(Point-based annotation data)
══════
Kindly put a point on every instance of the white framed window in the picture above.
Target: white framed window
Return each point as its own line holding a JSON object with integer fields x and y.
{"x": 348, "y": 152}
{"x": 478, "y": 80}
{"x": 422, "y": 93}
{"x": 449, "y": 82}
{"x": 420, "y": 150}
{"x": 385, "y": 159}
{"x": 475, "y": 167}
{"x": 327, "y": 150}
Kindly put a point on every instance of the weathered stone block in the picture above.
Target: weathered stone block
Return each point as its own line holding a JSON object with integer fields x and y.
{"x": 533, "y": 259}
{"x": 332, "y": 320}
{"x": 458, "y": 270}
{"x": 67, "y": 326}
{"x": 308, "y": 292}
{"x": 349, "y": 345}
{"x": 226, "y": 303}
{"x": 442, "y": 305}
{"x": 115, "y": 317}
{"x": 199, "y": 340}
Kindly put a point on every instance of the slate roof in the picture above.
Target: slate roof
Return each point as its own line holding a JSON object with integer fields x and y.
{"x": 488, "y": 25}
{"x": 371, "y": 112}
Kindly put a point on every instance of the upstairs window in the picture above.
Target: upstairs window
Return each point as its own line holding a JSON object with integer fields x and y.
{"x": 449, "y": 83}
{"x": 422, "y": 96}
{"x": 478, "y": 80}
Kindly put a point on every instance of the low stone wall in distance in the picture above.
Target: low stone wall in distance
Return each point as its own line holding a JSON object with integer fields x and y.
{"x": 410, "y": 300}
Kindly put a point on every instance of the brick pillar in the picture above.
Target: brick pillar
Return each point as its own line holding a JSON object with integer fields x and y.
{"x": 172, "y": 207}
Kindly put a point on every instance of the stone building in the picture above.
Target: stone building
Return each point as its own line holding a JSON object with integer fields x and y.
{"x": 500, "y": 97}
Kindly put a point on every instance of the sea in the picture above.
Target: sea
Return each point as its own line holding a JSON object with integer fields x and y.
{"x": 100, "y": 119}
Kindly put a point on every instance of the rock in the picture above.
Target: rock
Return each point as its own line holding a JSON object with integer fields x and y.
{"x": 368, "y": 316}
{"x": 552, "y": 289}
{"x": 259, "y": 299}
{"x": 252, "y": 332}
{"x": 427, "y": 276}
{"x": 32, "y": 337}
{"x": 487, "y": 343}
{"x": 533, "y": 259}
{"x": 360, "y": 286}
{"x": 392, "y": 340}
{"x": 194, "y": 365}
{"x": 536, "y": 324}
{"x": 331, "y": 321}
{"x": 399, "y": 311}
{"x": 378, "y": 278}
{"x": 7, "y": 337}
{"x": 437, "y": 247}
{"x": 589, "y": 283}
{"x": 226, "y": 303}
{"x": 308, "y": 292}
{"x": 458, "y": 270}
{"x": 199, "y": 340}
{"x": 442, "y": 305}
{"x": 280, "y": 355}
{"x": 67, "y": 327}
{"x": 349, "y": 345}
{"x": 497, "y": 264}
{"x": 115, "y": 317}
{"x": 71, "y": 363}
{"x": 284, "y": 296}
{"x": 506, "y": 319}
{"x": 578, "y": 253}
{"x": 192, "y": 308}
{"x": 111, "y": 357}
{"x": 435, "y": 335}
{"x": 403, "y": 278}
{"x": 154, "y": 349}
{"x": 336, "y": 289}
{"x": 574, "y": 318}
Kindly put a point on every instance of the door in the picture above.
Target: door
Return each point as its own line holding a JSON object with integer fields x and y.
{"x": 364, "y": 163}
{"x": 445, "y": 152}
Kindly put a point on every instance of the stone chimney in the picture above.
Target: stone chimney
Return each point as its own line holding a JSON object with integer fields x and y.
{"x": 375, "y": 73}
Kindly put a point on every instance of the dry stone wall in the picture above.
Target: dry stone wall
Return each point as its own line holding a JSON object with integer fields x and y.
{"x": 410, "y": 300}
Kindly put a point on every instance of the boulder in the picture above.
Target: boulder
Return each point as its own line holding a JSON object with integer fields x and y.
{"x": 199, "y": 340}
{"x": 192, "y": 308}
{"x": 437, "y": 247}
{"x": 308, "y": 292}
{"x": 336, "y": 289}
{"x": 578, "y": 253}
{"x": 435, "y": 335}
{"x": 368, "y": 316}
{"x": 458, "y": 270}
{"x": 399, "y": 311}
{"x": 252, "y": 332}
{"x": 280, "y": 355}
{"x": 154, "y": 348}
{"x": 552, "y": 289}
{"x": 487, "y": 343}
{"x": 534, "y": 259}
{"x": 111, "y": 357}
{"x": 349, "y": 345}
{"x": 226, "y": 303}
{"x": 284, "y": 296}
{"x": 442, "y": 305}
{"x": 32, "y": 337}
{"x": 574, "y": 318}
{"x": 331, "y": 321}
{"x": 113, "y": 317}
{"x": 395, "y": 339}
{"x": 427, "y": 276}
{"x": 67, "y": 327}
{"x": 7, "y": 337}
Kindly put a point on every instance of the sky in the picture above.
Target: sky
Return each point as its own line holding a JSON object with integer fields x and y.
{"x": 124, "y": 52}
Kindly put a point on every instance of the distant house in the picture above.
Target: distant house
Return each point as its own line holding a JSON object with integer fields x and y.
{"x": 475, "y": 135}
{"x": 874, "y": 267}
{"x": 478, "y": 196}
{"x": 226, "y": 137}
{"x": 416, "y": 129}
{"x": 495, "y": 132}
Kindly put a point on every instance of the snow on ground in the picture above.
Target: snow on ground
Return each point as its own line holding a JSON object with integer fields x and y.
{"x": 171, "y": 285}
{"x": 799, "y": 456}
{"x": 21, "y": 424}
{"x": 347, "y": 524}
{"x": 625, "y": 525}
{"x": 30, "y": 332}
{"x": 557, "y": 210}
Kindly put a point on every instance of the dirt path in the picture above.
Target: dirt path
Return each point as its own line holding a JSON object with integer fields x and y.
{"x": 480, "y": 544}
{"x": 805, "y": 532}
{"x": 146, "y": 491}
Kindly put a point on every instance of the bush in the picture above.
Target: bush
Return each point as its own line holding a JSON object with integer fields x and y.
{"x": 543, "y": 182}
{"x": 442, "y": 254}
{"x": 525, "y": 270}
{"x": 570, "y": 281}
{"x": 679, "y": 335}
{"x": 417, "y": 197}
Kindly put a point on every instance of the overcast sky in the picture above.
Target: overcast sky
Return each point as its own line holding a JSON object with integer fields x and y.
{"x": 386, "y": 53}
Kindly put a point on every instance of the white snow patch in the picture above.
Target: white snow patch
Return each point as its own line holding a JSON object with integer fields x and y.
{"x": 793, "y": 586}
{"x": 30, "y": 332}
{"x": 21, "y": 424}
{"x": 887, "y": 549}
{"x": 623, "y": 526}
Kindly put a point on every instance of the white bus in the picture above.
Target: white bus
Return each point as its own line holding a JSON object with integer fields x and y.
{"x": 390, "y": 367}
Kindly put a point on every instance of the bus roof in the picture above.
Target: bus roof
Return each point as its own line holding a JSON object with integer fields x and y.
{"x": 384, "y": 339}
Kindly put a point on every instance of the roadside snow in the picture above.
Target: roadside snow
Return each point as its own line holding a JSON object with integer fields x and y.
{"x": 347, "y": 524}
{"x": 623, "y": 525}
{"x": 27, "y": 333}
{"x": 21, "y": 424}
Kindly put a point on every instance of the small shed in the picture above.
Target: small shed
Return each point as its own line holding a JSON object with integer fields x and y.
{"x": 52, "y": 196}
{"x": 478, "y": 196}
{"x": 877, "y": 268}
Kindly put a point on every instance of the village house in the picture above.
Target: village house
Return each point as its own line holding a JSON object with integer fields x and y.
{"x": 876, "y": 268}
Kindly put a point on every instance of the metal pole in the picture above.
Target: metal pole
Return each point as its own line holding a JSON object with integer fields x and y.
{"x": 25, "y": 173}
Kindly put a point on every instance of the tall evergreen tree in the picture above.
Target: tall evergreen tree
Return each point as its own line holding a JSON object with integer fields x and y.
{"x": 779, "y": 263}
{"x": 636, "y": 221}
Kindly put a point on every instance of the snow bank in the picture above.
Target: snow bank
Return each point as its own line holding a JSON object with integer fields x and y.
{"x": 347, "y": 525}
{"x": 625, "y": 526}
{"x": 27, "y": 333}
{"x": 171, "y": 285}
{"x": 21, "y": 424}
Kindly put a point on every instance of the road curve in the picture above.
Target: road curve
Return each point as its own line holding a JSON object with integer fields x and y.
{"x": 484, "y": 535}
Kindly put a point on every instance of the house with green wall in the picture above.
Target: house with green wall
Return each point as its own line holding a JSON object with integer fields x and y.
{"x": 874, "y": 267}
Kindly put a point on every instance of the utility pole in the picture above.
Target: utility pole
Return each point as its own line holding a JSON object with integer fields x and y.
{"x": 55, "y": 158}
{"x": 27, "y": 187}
══════
Print nothing but the lines from the line with "Kindly put a point on every instance of the snow bank" to the last line of the records above. Both of those lines count.

Kindly put a point on every instance of the snow bank in the picture above.
Target: snow bank
Return each point as its own line holding a JSON object with integer fields x and y.
{"x": 347, "y": 525}
{"x": 625, "y": 526}
{"x": 27, "y": 333}
{"x": 171, "y": 285}
{"x": 21, "y": 424}
Kindly put a point on every instance of the road curve in the picture above.
Target: road curve
Return each point as its own line holding a JSON object with integer fields x and y.
{"x": 484, "y": 535}
Kindly put a point on every instance of the house with green wall in the picture above.
Target: house with green wall
Return each point as its own line holding a JSON object with integer fields x and y.
{"x": 874, "y": 267}
Kindly put a point on every instance of the utility pole in the picture above.
Target: utility pole
Return each point as its own line holding a JSON object with integer fields x and y.
{"x": 55, "y": 158}
{"x": 27, "y": 187}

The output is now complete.